▸ **TEXTE CITÉ**
À l’indépendance, beaucoup de Juifs algériens sont partis chacun pour des raisons particulières probablement. Mais, selon vous, quelle est ou quelles sont les raisons principales du départ massif des juifs en 1962 ?

Le but de ce livre n’est pas de lisser les aspérités de cette histoire complexe qui a souvent été très douloureuse, mais de la nuancer. La conscience collective algérienne n’a gardé qu’une seule raison : « ils nous ont trahi ». Pourtant, il y a plusieurs raisons qui ont poussé les Juifs d’Algérie à quitter leur pays. Après plus d’un siècle de culture assimilationniste imposée aux Juifs, certains ont jugé bon de partir comme les Français d’Algérie (et certains algériens aussi), et cela malgré la volonté du FLN de reconnaître leur autochtonie. D’autres sont partis la mort dans l’âme, parce qu’ils espéraient vraiment continuer à vivre dans ce pays qui accueillerait en son sein tous ses enfants ; des familles entières, pourtant indépendantistes, sont partis. Les motivations des départs relèvent aussi de la propagande et de la peur générée par la guerre, la torture, particulièrement dans ses dernières années lorsque l’OAS a pratiqué sa politique de la terre brûlée ; il y a eu aussi les représailles des Algériens dans certaines régions. Et puis s’est infiltré cette idée que le pays, une fois indépendant, serait strictement musulman, ce qui pouvait suggérer une instabilité pour les Juifs et surtout peut-être un déclassement social. Le sionisme en tout cas n’a concerné qu’une infime minorité, à tel point qu’un procès public, très peu connu et cité par Yossef Charvit[5], a été tenu en 1963 à Jérusalem contre les Juifs algériens parce qu’ils ont refusé d’immigrer « en masse » vers l’État d’Israël. Quelques-uns sont revenus en Algérie après l’indépendance (les Pieds-rouges) pour aider le pays à se mettre debout ; d’autres, peu nombreux, refusant l’exil, sont restés malgré tout… On peut comprendre que la situation a été très complexe et ne peut souffrir, historiquement parlant, de raccourcis.

▸ **DONNÉES RECUEILLIES**
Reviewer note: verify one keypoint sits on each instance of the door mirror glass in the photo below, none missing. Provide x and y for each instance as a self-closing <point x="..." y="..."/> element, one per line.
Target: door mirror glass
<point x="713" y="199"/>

▸ **EXERCICE BREF**
Reproduisez à l'identique le passage du texte sur le départ des Juifs d'Algérie en 1962 qui débute aux mots « À l’indépendance, beaucoup » et s'arrête après « juifs en 1962 ? ».

▸ **RÉSULTAT OBTENU**
À l’indépendance, beaucoup de Juifs algériens sont partis chacun pour des raisons particulières probablement. Mais, selon vous, quelle est ou quelles sont les raisons principales du départ massif des juifs en 1962 ?